Segment Start: Task material

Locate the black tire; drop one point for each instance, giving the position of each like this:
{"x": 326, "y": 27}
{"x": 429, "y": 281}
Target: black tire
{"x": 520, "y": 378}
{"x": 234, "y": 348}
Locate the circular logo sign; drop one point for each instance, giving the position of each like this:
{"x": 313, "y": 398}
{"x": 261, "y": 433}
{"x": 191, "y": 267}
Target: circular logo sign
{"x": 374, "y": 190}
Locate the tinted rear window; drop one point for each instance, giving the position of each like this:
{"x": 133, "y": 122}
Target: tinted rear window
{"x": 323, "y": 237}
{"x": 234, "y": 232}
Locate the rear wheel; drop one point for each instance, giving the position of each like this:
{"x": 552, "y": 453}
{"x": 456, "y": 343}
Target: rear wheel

Segment End: Task material

With "wheel" as the word to match, copy each line of the records that has it.

Exercise answer –
Locate the rear wheel; drop one point for each instance, giving the position of each like this:
Target: rear wheel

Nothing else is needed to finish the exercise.